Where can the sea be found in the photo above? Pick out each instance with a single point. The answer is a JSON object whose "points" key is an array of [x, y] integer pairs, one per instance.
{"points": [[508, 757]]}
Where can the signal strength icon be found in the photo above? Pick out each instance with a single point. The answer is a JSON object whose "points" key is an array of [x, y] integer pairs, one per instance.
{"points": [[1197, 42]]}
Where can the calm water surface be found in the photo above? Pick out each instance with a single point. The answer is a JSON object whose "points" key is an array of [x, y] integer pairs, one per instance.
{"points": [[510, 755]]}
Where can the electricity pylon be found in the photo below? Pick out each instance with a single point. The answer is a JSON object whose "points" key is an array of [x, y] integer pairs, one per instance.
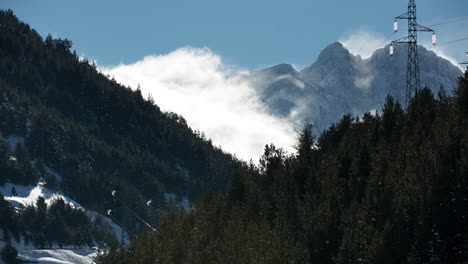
::::::::
* **Short exercise**
Rewrite all of the records above, changing "single point" to "one point" and keeping everything else the same. Omit the pictures.

* **Complete response**
Where can the sea be found in the photo above? Pick out each instance with a one point. The answer is a JSON object whose "points" key is an array of [x, y] integer pairs, one per instance.
{"points": [[508, 757]]}
Where can the signal strength icon be found in the photo above? Pick out each instance with a one point. The answer is a JSON object whose "points" key is an array of [x, y] integer pairs, one per instance.
{"points": [[1197, 42]]}
Where can the calm water surface be found in the photo above? Pick out each instance with a one point. The answer is a JSON object whose "points" key is an array of [x, y] integer pairs, one per instance.
{"points": [[510, 755]]}
Where can the electricity pylon be found in the photo below? Pick out each instance with a one point. The answer is a JSON object whose "points" key is an array of [x, y] integer pairs, one per instance.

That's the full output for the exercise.